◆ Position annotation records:
========

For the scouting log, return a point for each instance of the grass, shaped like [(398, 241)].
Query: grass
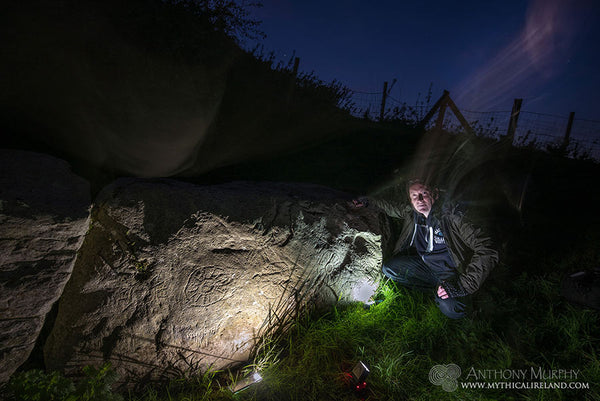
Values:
[(405, 335), (520, 325)]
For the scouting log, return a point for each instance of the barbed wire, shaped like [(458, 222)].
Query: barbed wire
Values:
[(541, 130), (534, 129)]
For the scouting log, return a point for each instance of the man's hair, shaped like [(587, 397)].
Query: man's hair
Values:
[(434, 191)]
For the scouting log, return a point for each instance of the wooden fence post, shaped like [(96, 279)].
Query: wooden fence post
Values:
[(293, 80), (383, 99), (439, 124), (563, 147), (514, 118)]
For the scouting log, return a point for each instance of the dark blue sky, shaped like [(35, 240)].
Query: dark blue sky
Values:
[(486, 53)]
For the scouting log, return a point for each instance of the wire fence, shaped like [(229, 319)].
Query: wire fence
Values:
[(542, 131), (539, 130)]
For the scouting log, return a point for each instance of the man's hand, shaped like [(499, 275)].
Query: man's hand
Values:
[(356, 203)]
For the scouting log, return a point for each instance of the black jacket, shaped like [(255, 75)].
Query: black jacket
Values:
[(471, 249)]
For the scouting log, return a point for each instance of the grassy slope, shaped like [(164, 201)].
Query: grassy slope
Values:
[(520, 321)]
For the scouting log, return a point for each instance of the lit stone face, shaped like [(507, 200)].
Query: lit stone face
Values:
[(173, 275)]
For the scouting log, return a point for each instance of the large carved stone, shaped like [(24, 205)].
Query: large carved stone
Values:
[(174, 277), (44, 215)]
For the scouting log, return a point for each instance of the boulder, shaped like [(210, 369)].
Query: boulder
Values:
[(174, 277), (44, 215)]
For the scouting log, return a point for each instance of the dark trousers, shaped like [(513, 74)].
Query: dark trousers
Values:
[(410, 271)]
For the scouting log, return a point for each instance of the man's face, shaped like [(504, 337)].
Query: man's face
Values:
[(421, 198)]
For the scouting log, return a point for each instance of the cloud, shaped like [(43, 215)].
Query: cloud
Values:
[(535, 56)]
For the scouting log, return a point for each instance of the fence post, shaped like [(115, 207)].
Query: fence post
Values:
[(439, 124), (563, 147), (383, 99), (293, 80), (514, 118)]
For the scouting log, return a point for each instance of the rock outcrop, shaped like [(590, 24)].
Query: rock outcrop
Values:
[(44, 215), (173, 277)]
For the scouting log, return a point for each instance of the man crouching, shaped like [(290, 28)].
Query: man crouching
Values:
[(452, 256)]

========

Please edit all of the lines above, replacing every "scouting log" with "field survey" and changing nothing else. Leave the pictures out of your answer.

◆ Right answer:
For the field survey, return a point for each instance of the grass, shaped like [(398, 241)].
Query: grass
Values:
[(405, 335), (520, 325)]
For the field survey, return a point for each instance of the barbed wire, shaped like [(458, 222)].
Query: barbed wire
Values:
[(541, 130), (534, 129)]
For the field survey, return a point for each instance of the man's hair, shaped like [(587, 397)].
Query: man's hair
Values:
[(434, 191)]
For the field survey, return a point for each instance of the wooden fence post, shaped like [(96, 279)].
Query: wooden fence post
Values:
[(293, 80), (383, 99), (439, 124), (563, 147), (514, 118)]
For the field survey, return a point for each instance of the dark blue sky, shaped like [(35, 240)].
Query: dark blue sky
Values:
[(486, 53)]
For the field survey, return a point for each instance of the wire fence, shaped like [(229, 319)].
Query: wire fence
Values:
[(542, 131), (539, 130)]
For the field survey, return a point for each instance of the man's hand, shaped like [(499, 275)].
Query: man's hand
Values:
[(356, 203)]
For the field survey, return a point for each instance of the black jacket, shaped like [(255, 75)].
Query: black jacket
Values:
[(471, 249)]
For the field survey, return a point for each instance of the grassy slope, shaped like [(164, 201)].
Query: grassy slope
Values:
[(520, 321)]
For the field survey, return a point for each instance of the lit stone face, shaped like [(507, 200)].
Query: lit stone face
Values:
[(173, 275)]
For the field survey, return a point for each instance of the large carved stone, shaped like [(24, 205)].
Query: large carved stone
Values:
[(174, 277), (44, 215)]
For the field survey, return a point for each instance of the boulder, shaped like [(210, 369)].
Query: boulder
Values:
[(174, 277), (44, 215)]
For the field survey, return a point for each instance of the dark trousers, shaped like [(513, 74)].
Query: dark trousers
Values:
[(410, 271)]
For the field survey, return a point for each instance of the man's face, shaped like [(504, 337)].
Query: man's face
Values:
[(421, 198)]
For the field survey, return a point for each instance of the cloud, shaped like [(43, 215)].
Query: cloud
Values:
[(535, 56)]
For the field survey, return a point for each instance of the fence post, shaped like [(115, 207)].
Query: fence post
Values:
[(439, 124), (563, 147), (383, 99), (293, 80), (514, 118)]
For the field survey, return a point for each instance of the rock outcrop, shaped like [(590, 24)].
Query: rock outcrop
Values:
[(44, 215), (173, 277)]
For the field survey, return a point for each instance of the man crouching, shaped like [(290, 28)].
Query: man crouching
Values:
[(452, 256)]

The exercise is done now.